* PASSAGE PROVIDED *
········
Does Homeowners Insurance Cover Hurricane Damage?

a large hurricane heading towards Florida

Hurricanes can happen unexpectedly. Your neighborhood will be impacted by strong winds, torrential rains, and flying debris within 36 hours when it comes through. These massive storms can produce winds up to 155 miles per hour and cause water levels to rise as much as 20 or 30 feet. The winds and heavy rains can cause extensive damage, including downed trees and power lines, flood damage, broken windows and doors, and even homes collapsing.

In the event of a hurricane, evacuating can help to keep your family safe. But for property, which doesn’t have the luxury of moving, homeowners insurance is the best way to ensure you will be able to make repairs in the event of damage. Most homeowners’ policies include coverage for wind damage, falling debris, lightning strikes, and certain types of water damage (flood insurance is separate). Read any policy you’re considering very closely to see if it covers damages likely to affect your area in the event of a major storm.
········
* DATA EXTRACT *
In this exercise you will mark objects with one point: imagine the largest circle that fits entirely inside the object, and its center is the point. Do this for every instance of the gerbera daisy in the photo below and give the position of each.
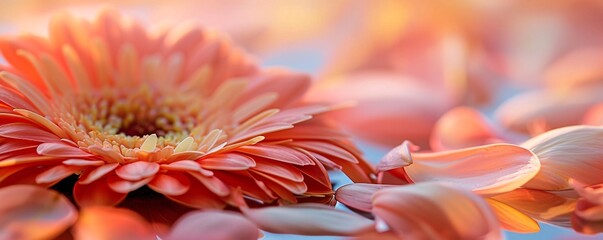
(103, 109)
········
* PROBLEMS TO WORK ON *
A. In the hurricane insurance article, which kinds of damage does it say most homeowners' policies cover?
B. Extend the hurricane insurance article by writing what would come next after its final sentence.

* OUTPUTS *
A.
- Wind damage
- Falling debris
- Lightning strikes
- Certain types of water damage

B.
The devastating effects of hurricanes can take months to clean up. If your property is damaged, Pinnacle Claim Services is available day and night to help you assess the damage and receive the most from an insurance settlement. We can help get your life back in order quickly, contact us online or call  (954) 466-2954.

What Does Homeowner Insurance Cover for Hurricane Damage?

Your home insurance policy can protect against hurricane damage in several ways:

  • If you have damage to your home’s structure, dwelling coverage may pay for repairs up to the policy limit.
  • If your personal belongings are damaged, personal property coverage could pay to repair damaged items.
  • If your home is unlivable due to damage, loss of use coverage may pay for a hotel, meals, and some living expenses.

Read more below about each type of coverage and what these policies could include.

Dwelling Coverage

Dwelling coverage is defined as insurance that covers the structure of your house, including the attached garage, countertops, flooring, and built-in appliances. Dwelling coverage may pay to repair or replace key elements of your home’s structure, potentially including rebuilding parts from scratch.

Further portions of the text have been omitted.